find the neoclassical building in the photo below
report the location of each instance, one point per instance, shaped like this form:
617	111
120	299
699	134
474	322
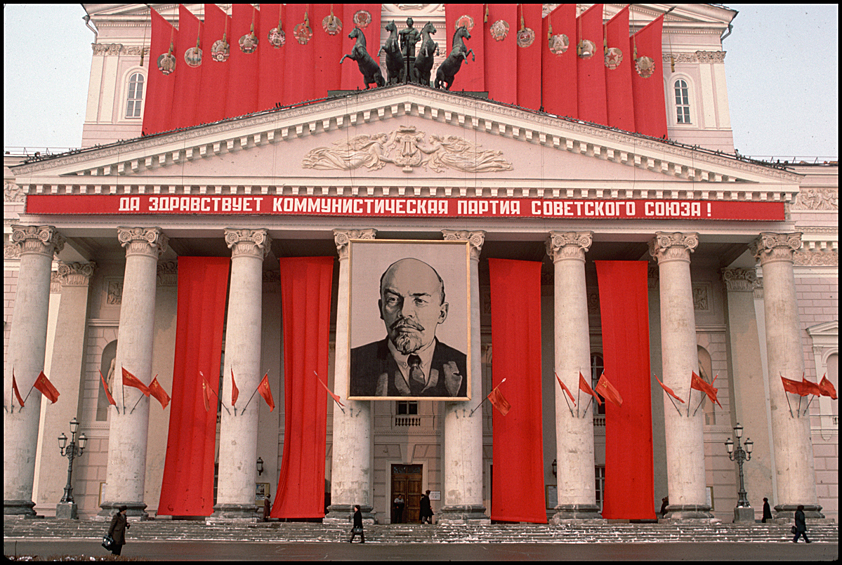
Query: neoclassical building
741	288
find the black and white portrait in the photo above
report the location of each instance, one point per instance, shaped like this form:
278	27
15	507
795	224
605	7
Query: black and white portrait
409	320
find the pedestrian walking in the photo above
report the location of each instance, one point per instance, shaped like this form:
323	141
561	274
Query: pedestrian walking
117	529
358	525
767	511
800	527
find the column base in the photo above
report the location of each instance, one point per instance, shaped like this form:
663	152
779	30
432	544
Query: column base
19	509
687	512
344	514
744	514
136	510
567	513
469	514
223	513
786	512
67	511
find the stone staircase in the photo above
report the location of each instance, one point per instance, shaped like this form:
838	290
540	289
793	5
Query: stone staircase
606	532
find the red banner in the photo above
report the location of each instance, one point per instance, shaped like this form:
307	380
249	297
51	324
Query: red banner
629	470
518	489
558	40
306	284
207	204
187	486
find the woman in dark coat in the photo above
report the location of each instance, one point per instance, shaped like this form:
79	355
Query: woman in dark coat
117	529
800	524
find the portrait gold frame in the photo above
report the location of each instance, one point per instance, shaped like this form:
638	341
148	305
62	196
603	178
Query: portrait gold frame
452	257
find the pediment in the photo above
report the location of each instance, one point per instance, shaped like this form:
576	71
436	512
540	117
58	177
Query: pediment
268	152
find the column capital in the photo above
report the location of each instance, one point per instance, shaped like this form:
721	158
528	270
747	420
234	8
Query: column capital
568	245
673	246
739	280
151	242
75	274
771	247
248	243
343	237
39	240
475	238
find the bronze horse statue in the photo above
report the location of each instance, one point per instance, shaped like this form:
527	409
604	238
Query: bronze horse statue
453	63
368	66
424	60
395	68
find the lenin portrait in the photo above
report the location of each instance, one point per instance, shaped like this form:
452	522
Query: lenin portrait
403	296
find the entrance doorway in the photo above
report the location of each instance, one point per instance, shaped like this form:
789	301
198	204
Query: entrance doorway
406	481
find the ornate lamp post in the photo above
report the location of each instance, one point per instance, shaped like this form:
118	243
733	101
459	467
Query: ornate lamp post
67	507
743	512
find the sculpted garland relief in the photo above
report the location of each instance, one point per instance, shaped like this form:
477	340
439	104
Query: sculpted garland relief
407	148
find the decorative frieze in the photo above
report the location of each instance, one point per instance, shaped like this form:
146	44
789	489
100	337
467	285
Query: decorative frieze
151	242
475	238
775	246
75	274
740	280
568	245
673	246
43	240
343	237
248	243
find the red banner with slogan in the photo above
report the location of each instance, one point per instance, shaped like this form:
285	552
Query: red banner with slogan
187	486
629	472
306	284
424	207
518	489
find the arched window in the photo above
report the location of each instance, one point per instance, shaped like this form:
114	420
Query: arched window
134	98
682	102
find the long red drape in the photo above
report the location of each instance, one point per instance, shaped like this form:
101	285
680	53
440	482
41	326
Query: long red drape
624	306
306	284
187	487
518	485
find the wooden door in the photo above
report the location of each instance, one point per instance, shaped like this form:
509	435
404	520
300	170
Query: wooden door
406	480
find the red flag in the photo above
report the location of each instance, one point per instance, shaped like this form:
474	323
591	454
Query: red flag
131	380
107	392
156	390
235	392
699	384
499	402
15	388
811	387
650	114
584	386
266	392
565	389
43	384
607	390
330	392
667	389
793	387
827	388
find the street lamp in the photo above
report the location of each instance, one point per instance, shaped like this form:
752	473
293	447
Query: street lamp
71	451
739	455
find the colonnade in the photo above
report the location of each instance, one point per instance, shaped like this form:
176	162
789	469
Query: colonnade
352	472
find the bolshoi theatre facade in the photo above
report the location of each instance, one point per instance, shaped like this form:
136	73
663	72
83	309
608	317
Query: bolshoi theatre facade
740	287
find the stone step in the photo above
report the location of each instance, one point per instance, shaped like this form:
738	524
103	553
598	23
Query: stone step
50	528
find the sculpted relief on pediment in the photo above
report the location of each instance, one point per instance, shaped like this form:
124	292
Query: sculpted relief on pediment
407	148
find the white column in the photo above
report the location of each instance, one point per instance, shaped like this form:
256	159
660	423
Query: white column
128	430
796	478
574	427
351	471
238	432
463	500
680	358
25	355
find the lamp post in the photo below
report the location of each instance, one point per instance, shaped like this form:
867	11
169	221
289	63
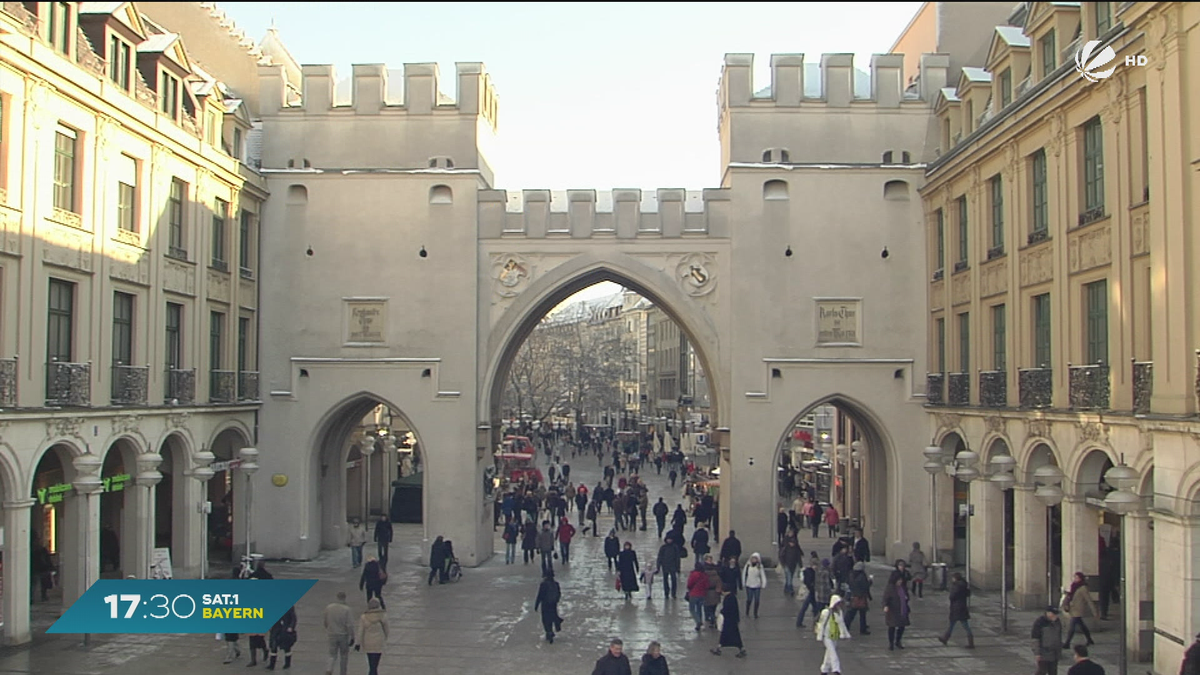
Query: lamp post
965	471
934	466
202	473
1048	478
1002	477
1122	501
249	466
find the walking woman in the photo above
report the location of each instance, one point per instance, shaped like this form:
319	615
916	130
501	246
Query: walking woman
628	568
895	609
372	634
1077	603
919	568
283	637
831	628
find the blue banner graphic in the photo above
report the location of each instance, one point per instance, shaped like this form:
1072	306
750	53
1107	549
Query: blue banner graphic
181	605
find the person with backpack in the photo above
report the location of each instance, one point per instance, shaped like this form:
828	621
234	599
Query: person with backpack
549	593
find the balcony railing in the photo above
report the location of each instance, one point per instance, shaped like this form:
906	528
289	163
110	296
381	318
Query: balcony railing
935	388
7	383
67	383
994	389
1036	386
1089	387
130	384
222	386
1143	386
959	388
247	386
180	386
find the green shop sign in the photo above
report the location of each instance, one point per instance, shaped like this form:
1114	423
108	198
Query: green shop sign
54	494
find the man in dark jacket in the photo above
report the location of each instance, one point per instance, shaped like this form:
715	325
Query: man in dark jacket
731	548
383	539
669	565
1047	638
660	515
960	613
613	662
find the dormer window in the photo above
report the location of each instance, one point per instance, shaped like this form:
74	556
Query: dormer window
119	61
168	94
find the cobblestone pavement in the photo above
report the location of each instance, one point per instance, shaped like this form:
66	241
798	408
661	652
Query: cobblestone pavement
486	623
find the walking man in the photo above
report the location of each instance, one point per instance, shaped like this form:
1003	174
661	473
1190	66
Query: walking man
340	628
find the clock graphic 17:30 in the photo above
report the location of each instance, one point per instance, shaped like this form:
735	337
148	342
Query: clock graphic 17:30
181	605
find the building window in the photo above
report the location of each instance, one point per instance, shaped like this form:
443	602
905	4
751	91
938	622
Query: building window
1093	165
941	345
245	240
1096	302
1103	18
1042	330
243	342
127	193
220	215
174	335
963	231
1049	54
997	213
65	168
999	353
123	328
60	27
168	94
177	244
119	53
941	239
216	336
965	342
60	321
1041	201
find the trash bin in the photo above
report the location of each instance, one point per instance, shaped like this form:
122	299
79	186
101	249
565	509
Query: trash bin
937	575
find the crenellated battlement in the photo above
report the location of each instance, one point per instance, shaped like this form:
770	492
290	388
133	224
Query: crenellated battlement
837	82
371	94
621	214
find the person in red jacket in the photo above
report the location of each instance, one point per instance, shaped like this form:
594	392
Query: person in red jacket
565	533
697	587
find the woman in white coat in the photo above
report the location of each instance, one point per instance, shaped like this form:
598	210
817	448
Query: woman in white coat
831	628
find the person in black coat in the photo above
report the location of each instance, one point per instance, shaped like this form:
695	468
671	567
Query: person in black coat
437	559
612	548
372	579
731	620
383	539
283	637
628	568
549	593
613	662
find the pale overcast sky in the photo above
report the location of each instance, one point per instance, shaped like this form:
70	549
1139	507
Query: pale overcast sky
591	95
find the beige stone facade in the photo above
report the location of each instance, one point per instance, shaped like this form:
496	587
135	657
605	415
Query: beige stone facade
1062	329
129	268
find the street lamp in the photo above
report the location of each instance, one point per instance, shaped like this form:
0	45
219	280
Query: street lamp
249	466
1122	501
1002	477
202	473
1048	477
934	466
965	471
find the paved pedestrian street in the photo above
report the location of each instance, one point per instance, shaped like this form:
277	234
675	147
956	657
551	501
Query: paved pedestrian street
486	623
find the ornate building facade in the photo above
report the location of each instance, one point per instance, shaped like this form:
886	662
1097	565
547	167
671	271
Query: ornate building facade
1061	217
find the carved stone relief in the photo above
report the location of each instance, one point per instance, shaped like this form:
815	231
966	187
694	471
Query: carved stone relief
1090	249
1037	266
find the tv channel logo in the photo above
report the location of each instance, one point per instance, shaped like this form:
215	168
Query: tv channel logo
1091	63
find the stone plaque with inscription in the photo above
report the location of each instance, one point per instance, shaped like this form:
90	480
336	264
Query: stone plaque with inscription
839	322
366	321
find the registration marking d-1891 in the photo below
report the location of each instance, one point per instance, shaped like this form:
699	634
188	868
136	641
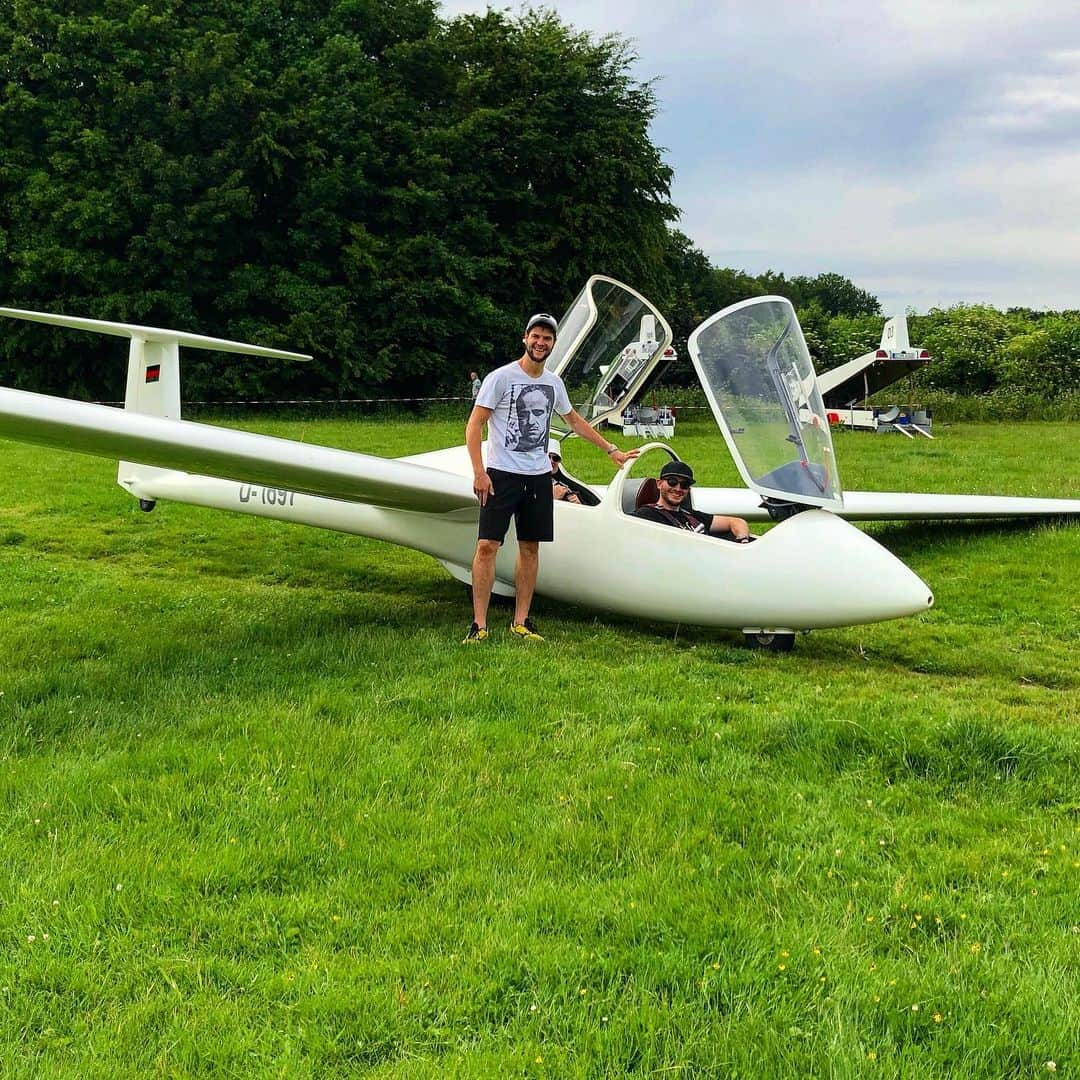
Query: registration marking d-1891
268	496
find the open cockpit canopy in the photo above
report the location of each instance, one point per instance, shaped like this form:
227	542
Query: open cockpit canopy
610	340
757	375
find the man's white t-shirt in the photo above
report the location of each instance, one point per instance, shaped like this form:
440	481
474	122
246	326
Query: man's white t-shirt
521	417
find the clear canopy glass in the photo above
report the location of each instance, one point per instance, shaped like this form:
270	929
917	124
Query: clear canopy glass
609	340
759	380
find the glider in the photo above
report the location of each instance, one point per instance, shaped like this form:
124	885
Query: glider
812	569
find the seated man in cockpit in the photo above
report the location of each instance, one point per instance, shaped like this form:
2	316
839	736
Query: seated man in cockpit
676	478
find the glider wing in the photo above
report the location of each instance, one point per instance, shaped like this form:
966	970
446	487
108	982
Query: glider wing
210	450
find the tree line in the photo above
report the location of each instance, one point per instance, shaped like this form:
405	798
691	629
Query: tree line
366	180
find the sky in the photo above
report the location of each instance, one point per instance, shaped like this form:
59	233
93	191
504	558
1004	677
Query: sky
927	149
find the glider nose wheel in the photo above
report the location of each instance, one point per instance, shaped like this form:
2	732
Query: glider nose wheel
773	640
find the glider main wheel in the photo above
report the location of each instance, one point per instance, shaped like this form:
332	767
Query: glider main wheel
774	643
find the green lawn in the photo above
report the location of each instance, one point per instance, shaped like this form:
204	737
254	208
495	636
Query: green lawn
264	815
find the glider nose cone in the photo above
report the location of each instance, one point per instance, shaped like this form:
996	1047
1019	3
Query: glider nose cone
871	581
848	578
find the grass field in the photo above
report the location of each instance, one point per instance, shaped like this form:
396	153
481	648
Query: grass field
264	815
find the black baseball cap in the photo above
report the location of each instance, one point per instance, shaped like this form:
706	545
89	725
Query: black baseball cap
542	319
679	469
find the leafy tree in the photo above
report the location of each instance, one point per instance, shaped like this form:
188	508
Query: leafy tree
353	177
966	342
1045	361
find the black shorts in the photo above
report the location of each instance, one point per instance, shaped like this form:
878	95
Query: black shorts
527	499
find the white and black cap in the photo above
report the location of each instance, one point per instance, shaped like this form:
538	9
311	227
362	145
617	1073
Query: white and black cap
542	319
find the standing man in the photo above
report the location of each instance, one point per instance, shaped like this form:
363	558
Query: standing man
516	402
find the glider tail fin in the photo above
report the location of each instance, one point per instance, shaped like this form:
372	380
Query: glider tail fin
153	388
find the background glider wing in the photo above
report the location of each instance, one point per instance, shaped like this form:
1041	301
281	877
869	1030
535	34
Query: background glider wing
226	454
894	505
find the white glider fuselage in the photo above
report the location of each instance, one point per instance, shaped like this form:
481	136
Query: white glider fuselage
812	569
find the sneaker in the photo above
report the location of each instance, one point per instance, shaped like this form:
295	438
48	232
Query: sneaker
526	631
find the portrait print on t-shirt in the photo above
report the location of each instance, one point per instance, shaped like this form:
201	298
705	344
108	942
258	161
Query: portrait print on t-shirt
529	417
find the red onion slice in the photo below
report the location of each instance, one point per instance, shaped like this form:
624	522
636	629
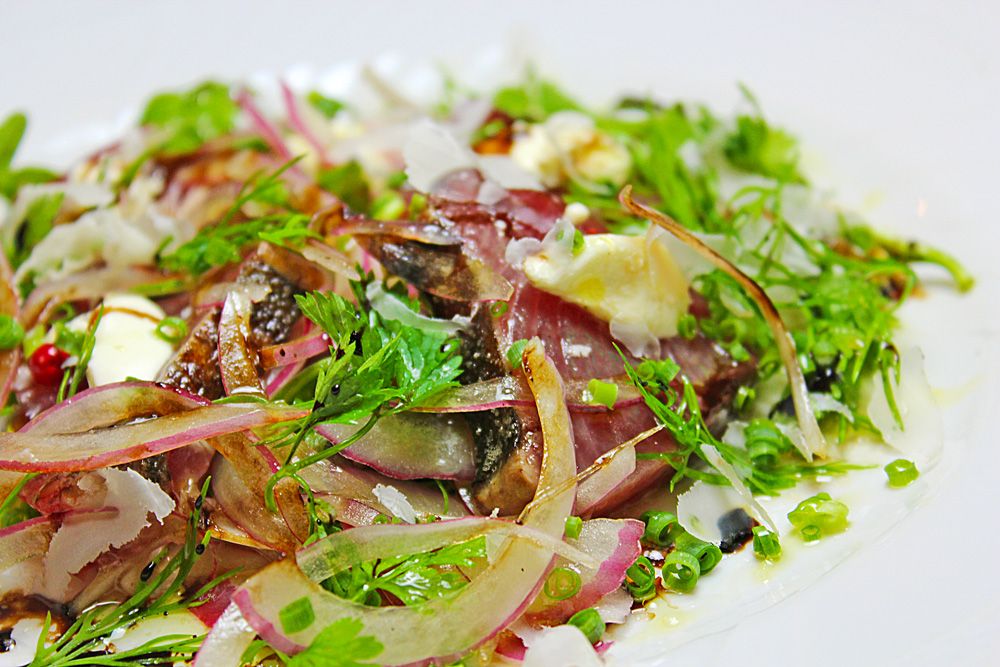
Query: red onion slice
230	636
295	351
263	125
110	404
441	629
512	391
236	360
61	451
89	284
411	446
247	508
330	258
298	123
612	542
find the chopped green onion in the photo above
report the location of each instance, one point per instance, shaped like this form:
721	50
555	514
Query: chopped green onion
640	579
901	472
818	516
11	333
515	352
589	621
661	528
297	616
680	571
171	329
389	206
765	543
811	533
765	441
562	584
574	525
709	555
602	393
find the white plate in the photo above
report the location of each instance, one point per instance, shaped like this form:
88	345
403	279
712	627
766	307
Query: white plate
897	105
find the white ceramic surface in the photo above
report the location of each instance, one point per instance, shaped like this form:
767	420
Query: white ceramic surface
897	104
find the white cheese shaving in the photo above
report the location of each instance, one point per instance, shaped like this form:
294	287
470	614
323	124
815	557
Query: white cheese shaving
431	151
392	308
642	299
395	502
561	646
922	437
84	537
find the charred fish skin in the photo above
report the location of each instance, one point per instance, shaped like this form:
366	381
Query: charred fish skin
195	366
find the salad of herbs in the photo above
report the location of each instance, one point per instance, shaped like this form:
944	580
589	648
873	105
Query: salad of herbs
360	410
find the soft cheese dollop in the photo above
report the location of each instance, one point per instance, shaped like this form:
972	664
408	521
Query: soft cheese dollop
125	342
568	144
629	281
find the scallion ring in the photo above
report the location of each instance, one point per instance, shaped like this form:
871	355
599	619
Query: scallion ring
661	528
708	554
562	584
901	472
765	543
171	329
590	623
680	571
640	579
574	525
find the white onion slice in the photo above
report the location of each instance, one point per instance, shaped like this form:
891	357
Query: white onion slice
440	629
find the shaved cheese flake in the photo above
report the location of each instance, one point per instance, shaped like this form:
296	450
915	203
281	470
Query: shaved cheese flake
561	646
84	537
395	502
642	299
922	437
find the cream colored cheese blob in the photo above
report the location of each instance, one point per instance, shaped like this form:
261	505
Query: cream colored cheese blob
125	343
632	281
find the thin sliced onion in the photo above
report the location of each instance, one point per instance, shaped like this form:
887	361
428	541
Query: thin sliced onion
298	123
263	125
236	361
441	629
111	404
411	446
89	450
325	558
230	636
813	443
330	258
89	284
9	305
614	543
247	509
408	231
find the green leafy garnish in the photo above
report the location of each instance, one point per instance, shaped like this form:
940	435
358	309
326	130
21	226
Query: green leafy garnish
338	645
11	132
411	579
84	643
377	367
190	118
224	242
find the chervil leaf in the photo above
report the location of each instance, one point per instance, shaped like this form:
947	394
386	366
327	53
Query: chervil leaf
338	645
192	117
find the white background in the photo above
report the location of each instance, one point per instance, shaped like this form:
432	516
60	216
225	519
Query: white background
898	102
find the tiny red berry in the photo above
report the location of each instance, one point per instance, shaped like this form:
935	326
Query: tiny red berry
46	363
═══
**Task brief**
Reproduce, word for word, everything in the listing above from the line containing "find the lamp post in the photo below" down to the line containing "find the green shop sign in the photo above", both of them included. No pictures.

**Response to the exercise**
find the lamp post in the photo below
report the location of each instance, one point per instance, shaped like this form:
867	11
169	221
289	63
Query: lamp post
965	471
934	466
202	473
1048	478
1002	477
1122	501
249	466
find the walking woman in the photo above
report the location of each instance, one point per instance, shaped like this form:
319	615
916	130
501	246
Query: walking woman
628	568
895	609
372	634
1077	603
919	568
283	637
831	628
find the blue banner graphic in the photo above
report the location of each instance, one point per instance, shaped like this form:
1072	306
750	53
1107	549
Query: blue banner graphic
181	605
find the person with backpack in the photo above
report the location of each instance, one point per instance, shaped like this form:
828	621
234	599
Query: person with backpack
549	593
find the balcony railing in the photo above
report the location of each instance, one point per instance, shaped like this form:
906	528
289	163
110	296
381	318
Query: balcony railing
935	388
7	383
67	383
994	389
1036	386
1089	387
130	384
222	386
1143	386
959	388
247	386
180	386
find the green shop sign in the photo above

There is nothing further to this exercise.